-- Text shown follows --

Visual Art

‘Imagine Visions of Hope’ encourages photojournalists to combat grief and fear

Written By Elisa Turner
May 21, 2020 at 2:32 PM

“Smile,” taken Sept. 26, 2008, features Carla Gonzalez, 5, from Jalapa, Guatemala. Carla suffers from chronic malnutrition. Many of the children living in the small villages surrounding Jalapa suffer from some type of malnutrition. Due to the lack of sufficient nutrition, children are short for their age and have skin ailments. (Photo courtesy of Carl-Philippe Juste)

Prize-winning photojournalist Carl-Philippe Juste knows when it’s time for heavy lifting.

As the pandemic devastated Italy in February, Juste initiated the heavy lifting for a bold project — “Imagine Visions of Hope,” an online photo gallery that will eventually become traveling exhibits around the world.

Its mission: to encourage photojournalists to capture powerful scenes of hope as a way to counter the mounting tides of grief and fear inundating the globe.

It’s vital to pay witness to hope amid adversity, Juste insisted. “We have to give ourselves self-assurance. Because the quickest way you can manipulate people is if you make them fearful, if you rob them of their power.”

Fear stunts action and hope. As a Miami Herald photojournalist who’s covered wars in Iraq and Afghanistan, he said, “I’ve done a lot of hard stories, and one thing I’ve learned is that you can’t live in fear.”

The project’s website, Imaginevisionsofhope.org, went up online in early March. It announces an open call for both professional and amateur images to be featured in the gallery and to be considered for an exhibition series projected to travel from Miami to Washington, D.C., or New York City, as well as to South America, Europe, Africa, and Asia. Plans are to launch the series in Miami in 2021.

The barely 2-month-old project is a collective effort, combining the rich photojournalist talents of Iris PhotoCollective in Miami, which Juste founded, and Focus on the Story in Washington, D.C.

It has an estimated budget of $200,000, he said, not including various programs for each show at six locations. It also will award $500 to one photographer for “Best of Show,” according to the website.

Juste enlisted the partnership of Focus on the Story executive director Joe Newman, an award-winning reporter and editor who founded the Focus on the Story International Photo Festival to support visual storytelling that has a social impact.

“When I come to lift something really heavy, I bring people to help me carry it,” he said.

Juste also assembled a curatorial team to jury submissions for the online gallery and planned exhibits.


In “Untitled,” shot in 1992, Marjorie Conklin cools off in a tub of water filled with a hose, surrounded by what’s left of her south Miami-Dade County home several days after the destruction of Hurricane Andrew. (Photo courtesy of C.W. Griffin)

In addition to Newman, Juste’s team includes documentary photographer Maria Daniel Balcazar, San Antonio News-Express photo editor Luis Rios, and Newseum director of photography Indira Williams Babic, a frequent speaker on issues in photojournalism, including women covering conflict from the front lines.

“We’re not looking at pictures because they’re pretty,” said Juste, of the jurying process. “We’re looking at pictures because they’re poignant.”

All images must be grounded in fact, abiding by principles of photojournalism.

The website currently features 50 images from Miami, Guatemala, Honduras, Haiti, Sudan, India and other locations. Many show children playing in countries beset with desperate poverty or reminders of armed conflict. There’s an image from photographer Colin Finlay, for example, of children in Cambodia playing in a field that had recently cleared of landmines.

-- Text shown concluded --

» **Requirement 1**
Using the article about "Imagine Visions of Hope," decide whether each statement agrees with it. Answer yes or no, and quote the words that settle it.
(a) The project's website went online in early March.
(b) The exhibition series is planned to launch in Washington, D.C., in 2021.
(c) One photographer will receive $1,000 for "Best of Show."
» **Requirement 2**
Answer these questions from the article about "Imagine Visions of Hope."
(a) How many images does the website currently feature?
(b) What is the project's estimated budget?
(c) Who founded Iris PhotoCollective?
» **Requirement 3**
Translate this sentence from the article about "Imagine Visions of Hope" into Spanish: "All images must be grounded in fact, abiding by principles of photojournalism."

-- Dataset extract follows --

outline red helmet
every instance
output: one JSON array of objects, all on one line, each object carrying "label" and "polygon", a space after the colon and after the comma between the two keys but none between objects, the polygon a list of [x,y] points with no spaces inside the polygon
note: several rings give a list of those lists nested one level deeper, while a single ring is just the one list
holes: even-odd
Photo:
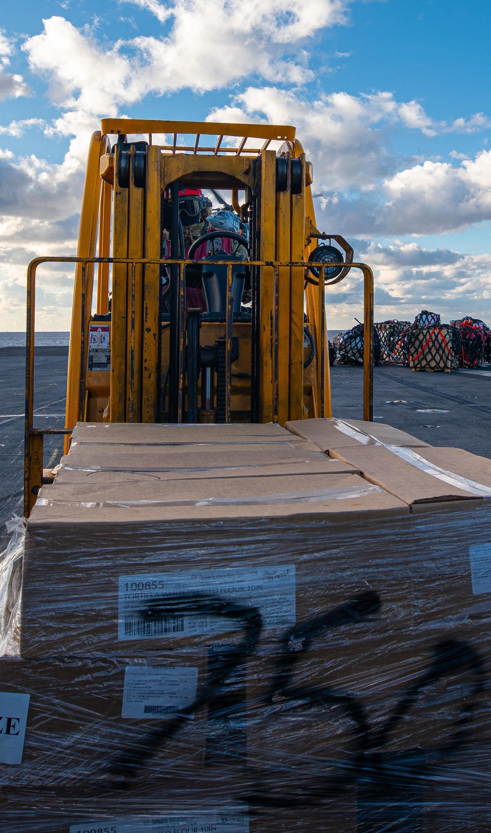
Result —
[{"label": "red helmet", "polygon": [[211,206],[201,188],[182,188],[179,192],[179,217],[183,226],[193,226],[201,218],[201,212]]}]

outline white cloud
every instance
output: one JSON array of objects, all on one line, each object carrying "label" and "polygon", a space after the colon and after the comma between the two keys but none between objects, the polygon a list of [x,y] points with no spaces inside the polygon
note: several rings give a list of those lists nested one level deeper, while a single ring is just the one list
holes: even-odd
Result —
[{"label": "white cloud", "polygon": [[42,118],[24,118],[20,122],[12,121],[2,127],[0,125],[0,136],[13,136],[18,139],[29,127],[43,127],[45,122]]},{"label": "white cloud", "polygon": [[13,52],[13,43],[5,34],[5,29],[0,29],[0,55],[7,57]]},{"label": "white cloud", "polygon": [[[32,71],[44,75],[51,97],[66,108],[116,115],[118,106],[149,93],[224,87],[249,75],[299,83],[311,79],[301,47],[315,32],[346,22],[348,0],[128,0],[147,8],[166,36],[98,43],[62,17],[22,46]],[[211,41],[203,37],[212,32]],[[101,72],[101,67],[104,72]]]},{"label": "white cloud", "polygon": [[452,122],[450,130],[455,133],[475,133],[479,130],[487,130],[491,127],[491,119],[484,116],[484,112],[476,112],[470,118],[456,118]]},{"label": "white cloud", "polygon": [[0,101],[6,98],[19,98],[21,96],[29,95],[30,90],[27,84],[24,83],[22,75],[11,75],[4,71],[4,67],[10,63],[8,56],[14,52],[13,42],[10,40],[3,29],[0,29]]},{"label": "white cloud", "polygon": [[209,117],[295,124],[331,229],[428,234],[491,218],[491,152],[460,165],[426,160],[402,167],[405,160],[389,150],[394,129],[402,124],[433,135],[434,122],[414,101],[397,102],[391,92],[336,92],[310,102],[295,91],[249,87]]},{"label": "white cloud", "polygon": [[[373,189],[395,172],[399,161],[387,149],[395,125],[427,132],[431,123],[414,102],[395,101],[392,92],[352,96],[334,92],[309,101],[297,91],[250,87],[231,107],[214,110],[211,121],[295,124],[314,162],[315,188]],[[410,124],[409,123],[410,122]]]},{"label": "white cloud", "polygon": [[[360,240],[355,242],[355,249],[356,258],[369,263],[375,272],[376,321],[412,321],[426,307],[439,312],[444,322],[472,315],[491,325],[491,255]],[[328,291],[328,327],[353,327],[360,316],[362,282],[354,273]]]}]

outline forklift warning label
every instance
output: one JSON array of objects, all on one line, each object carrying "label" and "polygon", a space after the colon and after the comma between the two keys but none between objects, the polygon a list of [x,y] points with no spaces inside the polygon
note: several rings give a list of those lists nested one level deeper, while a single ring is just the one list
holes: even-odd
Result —
[{"label": "forklift warning label", "polygon": [[[198,669],[128,666],[122,717],[151,718],[178,715],[196,699]],[[189,714],[186,717],[194,717]]]},{"label": "forklift warning label", "polygon": [[71,825],[70,833],[249,833],[246,809],[156,813]]},{"label": "forklift warning label", "polygon": [[474,595],[491,593],[491,543],[473,544],[469,554]]},{"label": "forklift warning label", "polygon": [[[213,611],[217,600],[231,602]],[[225,633],[242,627],[238,607],[257,607],[265,628],[295,622],[295,565],[122,576],[119,640]],[[229,609],[229,612],[231,609]]]},{"label": "forklift warning label", "polygon": [[87,370],[111,370],[110,325],[89,324]]}]

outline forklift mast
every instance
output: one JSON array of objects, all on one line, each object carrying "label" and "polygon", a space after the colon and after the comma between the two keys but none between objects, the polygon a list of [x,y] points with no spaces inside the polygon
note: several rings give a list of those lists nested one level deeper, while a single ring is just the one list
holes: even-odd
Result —
[{"label": "forklift mast", "polygon": [[[318,231],[311,184],[293,127],[102,122],[77,257],[36,258],[27,272],[26,514],[42,482],[43,431],[32,417],[42,262],[75,262],[66,423],[52,429],[65,433],[65,453],[77,421],[284,426],[330,416],[325,287],[353,267],[364,274],[364,418],[372,418],[373,275],[342,237]],[[230,192],[240,233],[212,230],[185,247],[186,189]],[[224,250],[227,238],[247,257]],[[200,307],[191,282],[202,287]]]}]

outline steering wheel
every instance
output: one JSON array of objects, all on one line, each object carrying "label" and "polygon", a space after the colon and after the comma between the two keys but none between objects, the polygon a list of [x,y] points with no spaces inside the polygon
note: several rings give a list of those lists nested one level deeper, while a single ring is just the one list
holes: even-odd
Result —
[{"label": "steering wheel", "polygon": [[[189,252],[187,253],[187,259],[191,260],[201,243],[206,242],[206,240],[216,240],[216,237],[230,237],[231,240],[238,240],[240,243],[242,243],[246,248],[247,248],[247,241],[241,234],[236,234],[235,232],[208,232],[208,234],[203,234],[197,240],[195,240],[194,243],[189,247]],[[226,257],[225,258],[226,260]]]}]

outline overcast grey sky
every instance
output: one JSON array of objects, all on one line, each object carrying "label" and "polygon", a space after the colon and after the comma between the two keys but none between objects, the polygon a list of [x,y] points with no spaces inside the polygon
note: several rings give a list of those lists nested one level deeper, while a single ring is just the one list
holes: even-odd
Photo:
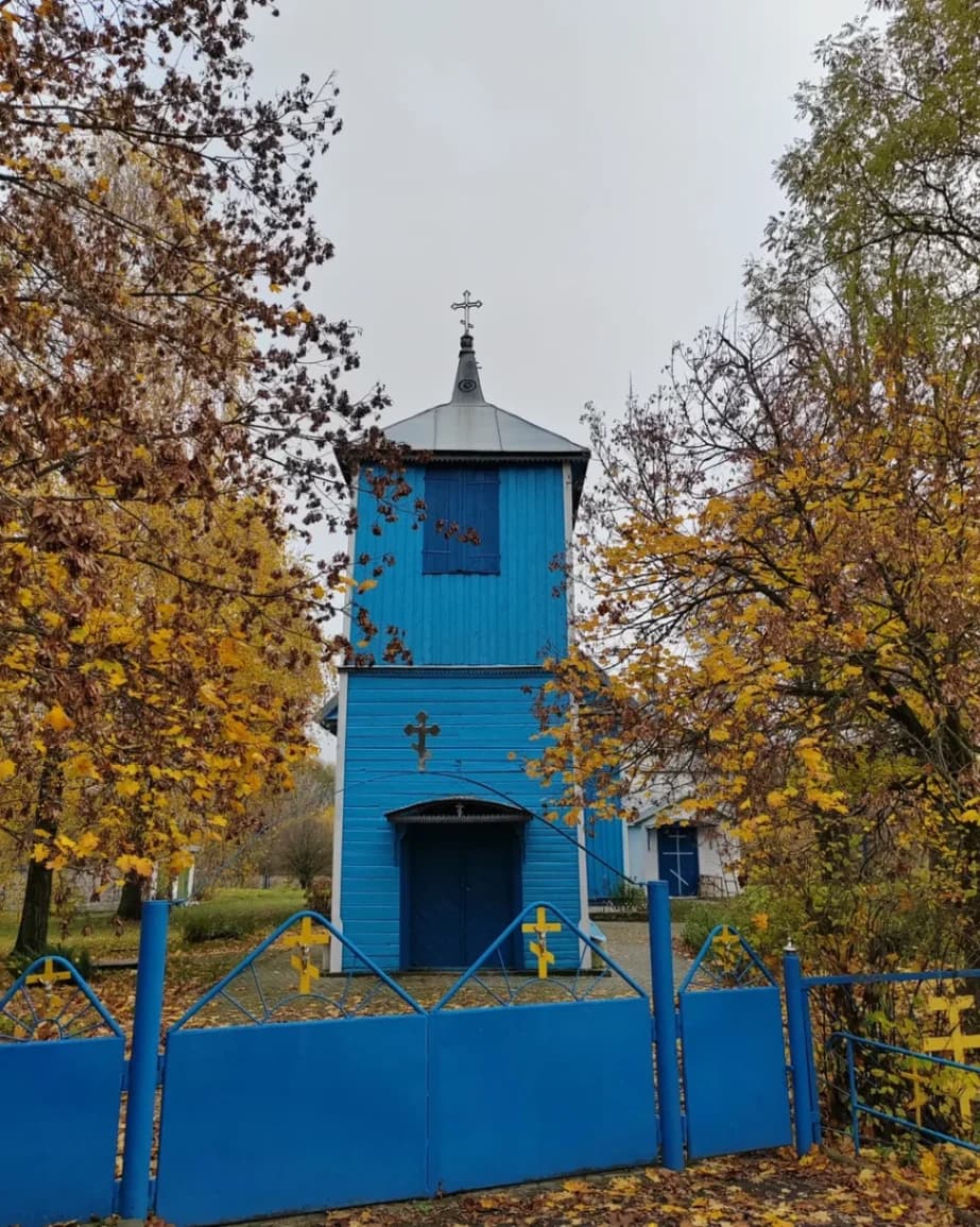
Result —
[{"label": "overcast grey sky", "polygon": [[313,298],[395,421],[449,396],[464,290],[488,400],[584,438],[716,320],[779,207],[816,43],[862,0],[281,0],[260,88],[341,90]]}]

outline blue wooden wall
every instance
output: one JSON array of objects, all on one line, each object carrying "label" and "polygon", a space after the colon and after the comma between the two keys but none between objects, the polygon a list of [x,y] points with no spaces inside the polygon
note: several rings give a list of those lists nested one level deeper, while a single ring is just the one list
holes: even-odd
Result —
[{"label": "blue wooden wall", "polygon": [[[536,669],[375,667],[348,675],[341,915],[347,936],[386,971],[399,966],[401,933],[399,842],[385,812],[465,794],[543,814],[547,794],[521,760],[538,752],[531,704],[545,677]],[[440,729],[424,772],[405,734],[422,710]],[[521,890],[525,903],[547,899],[578,919],[575,828],[563,831],[573,839],[542,821],[527,823]],[[552,948],[559,963],[576,961],[573,940],[558,935]]]},{"label": "blue wooden wall", "polygon": [[380,629],[370,649],[361,650],[380,659],[385,631],[396,626],[406,632],[416,665],[524,665],[564,655],[567,604],[563,594],[553,594],[562,574],[549,569],[565,548],[562,465],[502,465],[499,472],[499,575],[422,573],[423,531],[421,524],[412,528],[413,501],[426,493],[421,467],[406,471],[413,493],[400,502],[394,524],[374,514],[362,490],[354,557],[369,555],[372,562],[358,566],[354,577],[370,578],[386,553],[395,563],[375,589],[356,598]]},{"label": "blue wooden wall", "polygon": [[597,818],[590,822],[586,815],[583,843],[590,853],[602,858],[586,856],[589,898],[611,899],[623,881],[623,820]]}]

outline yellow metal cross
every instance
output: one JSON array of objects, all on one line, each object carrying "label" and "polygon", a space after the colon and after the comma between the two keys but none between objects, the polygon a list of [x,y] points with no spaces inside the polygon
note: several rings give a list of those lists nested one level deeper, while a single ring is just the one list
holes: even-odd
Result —
[{"label": "yellow metal cross", "polygon": [[299,991],[312,991],[314,980],[319,980],[320,971],[309,960],[313,946],[326,946],[330,942],[330,934],[326,929],[318,928],[314,931],[313,921],[309,917],[303,917],[299,923],[299,933],[287,933],[282,939],[282,945],[287,948],[296,946],[298,952],[289,960],[293,971],[299,972]]},{"label": "yellow metal cross", "polygon": [[71,978],[71,972],[64,968],[56,972],[54,960],[45,958],[44,967],[39,972],[34,972],[33,975],[28,975],[25,984],[39,984],[45,993],[50,993],[59,980],[70,980]]},{"label": "yellow metal cross", "polygon": [[531,953],[537,958],[537,978],[546,980],[548,978],[548,963],[554,962],[554,955],[548,950],[548,934],[561,933],[562,926],[557,920],[546,920],[545,908],[538,908],[537,919],[527,921],[520,928],[521,933],[532,933],[537,937],[537,941],[530,944],[530,948]]},{"label": "yellow metal cross", "polygon": [[[947,1036],[927,1036],[922,1042],[922,1048],[927,1053],[952,1054],[954,1061],[969,1065],[968,1054],[980,1047],[980,1036],[964,1036],[960,1015],[964,1010],[971,1009],[974,1000],[971,996],[931,996],[926,1002],[928,1010],[944,1014],[949,1020],[949,1033]],[[974,1092],[969,1087],[959,1094],[959,1114],[963,1123],[969,1125],[973,1121]]]},{"label": "yellow metal cross", "polygon": [[924,1090],[924,1087],[926,1086],[926,1080],[917,1069],[908,1070],[904,1074],[900,1074],[899,1077],[904,1077],[913,1085],[911,1098],[909,1099],[909,1107],[911,1108],[916,1125],[919,1125],[919,1128],[921,1129],[922,1108],[925,1108],[925,1106],[928,1103],[928,1096]]}]

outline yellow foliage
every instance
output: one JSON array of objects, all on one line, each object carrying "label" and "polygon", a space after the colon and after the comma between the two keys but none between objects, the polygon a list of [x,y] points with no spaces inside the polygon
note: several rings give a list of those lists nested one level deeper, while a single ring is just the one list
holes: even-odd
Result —
[{"label": "yellow foliage", "polygon": [[65,733],[67,729],[75,728],[75,721],[70,715],[66,714],[65,709],[60,703],[55,703],[53,708],[44,717],[44,723],[54,729],[55,733]]}]

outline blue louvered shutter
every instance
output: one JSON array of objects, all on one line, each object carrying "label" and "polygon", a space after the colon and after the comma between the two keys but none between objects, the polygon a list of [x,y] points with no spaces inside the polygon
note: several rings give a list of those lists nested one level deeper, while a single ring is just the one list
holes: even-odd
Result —
[{"label": "blue louvered shutter", "polygon": [[[497,469],[426,470],[423,574],[500,573],[499,491]],[[457,529],[446,536],[453,524]]]},{"label": "blue louvered shutter", "polygon": [[426,470],[426,523],[422,536],[422,573],[445,574],[455,571],[455,537],[445,530],[456,523],[459,510],[459,470]]},{"label": "blue louvered shutter", "polygon": [[477,544],[461,541],[460,571],[482,575],[500,573],[500,477],[497,469],[462,470],[460,529],[480,537]]}]

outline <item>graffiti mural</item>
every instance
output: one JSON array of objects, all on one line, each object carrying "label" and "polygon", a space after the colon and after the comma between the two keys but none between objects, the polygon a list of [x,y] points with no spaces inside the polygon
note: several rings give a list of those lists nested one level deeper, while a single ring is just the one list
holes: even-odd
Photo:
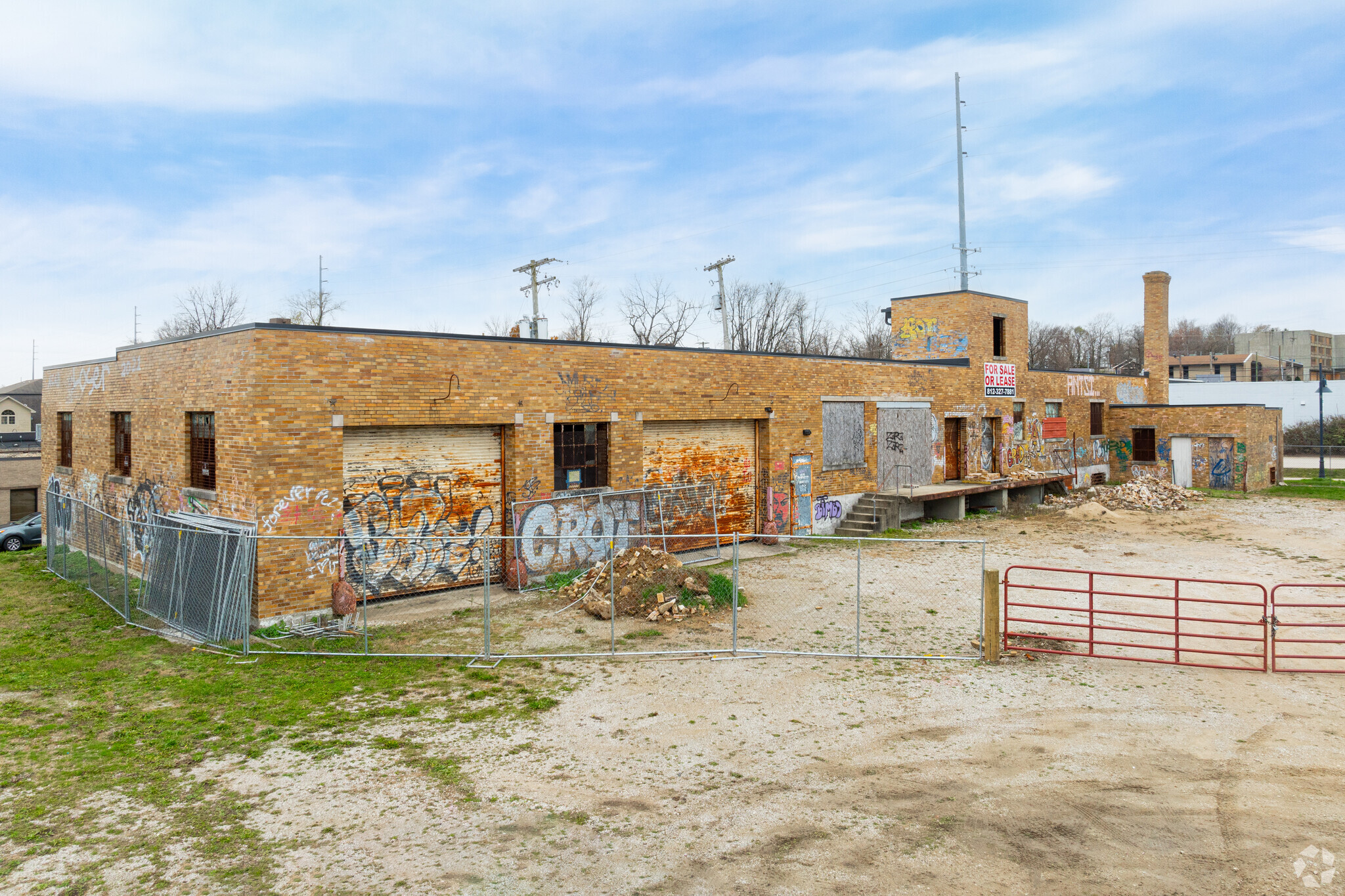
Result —
[{"label": "graffiti mural", "polygon": [[534,504],[518,514],[519,559],[530,575],[562,572],[629,547],[644,533],[646,500],[640,492],[576,494]]},{"label": "graffiti mural", "polygon": [[[484,578],[483,536],[498,528],[499,493],[473,482],[469,472],[406,472],[346,480],[344,497],[296,486],[266,520],[270,525],[296,502],[331,506],[342,501],[346,578],[369,596],[447,588]],[[281,502],[289,502],[280,506]]]},{"label": "graffiti mural", "polygon": [[1233,488],[1232,439],[1209,439],[1209,488]]},{"label": "graffiti mural", "polygon": [[1116,383],[1116,404],[1143,404],[1145,390],[1130,383]]},{"label": "graffiti mural", "polygon": [[141,480],[136,490],[126,498],[126,521],[130,523],[130,549],[144,557],[149,549],[151,529],[156,513],[163,512],[160,496],[163,485],[153,480]]},{"label": "graffiti mural", "polygon": [[967,357],[967,334],[942,330],[937,317],[907,317],[893,325],[892,355],[905,360]]},{"label": "graffiti mural", "polygon": [[1102,392],[1098,391],[1096,380],[1096,376],[1069,373],[1065,377],[1065,395],[1088,395],[1096,398],[1102,395]]},{"label": "graffiti mural", "polygon": [[565,400],[565,410],[568,411],[601,411],[616,400],[616,390],[611,386],[604,386],[601,376],[566,373],[564,371],[555,376],[561,380],[561,386],[564,386],[561,396]]},{"label": "graffiti mural", "polygon": [[841,519],[841,502],[833,501],[826,494],[819,494],[812,502],[812,519],[814,520],[839,520]]}]

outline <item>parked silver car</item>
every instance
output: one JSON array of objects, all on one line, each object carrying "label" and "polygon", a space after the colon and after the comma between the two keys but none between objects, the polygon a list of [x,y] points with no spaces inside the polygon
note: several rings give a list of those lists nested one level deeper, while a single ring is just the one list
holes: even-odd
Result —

-- Dataset extract concluded --

» **Answer 1**
(a) Yes: "The project’s website, Imaginevisionsofhope.org, went up online in early March."
(b) No: "Plans are to launch the series in Miami in 2021."
(c) No: "It also will award $500 to one photographer for “Best of Show,” according to the website."

» **Answer 2**
(a) 50 images
(b) $200,000
(c) Carl-Philippe Juste

» **Answer 3**
Todas las imágenes deben basarse en hechos y respetar los principios del fotoperiodismo.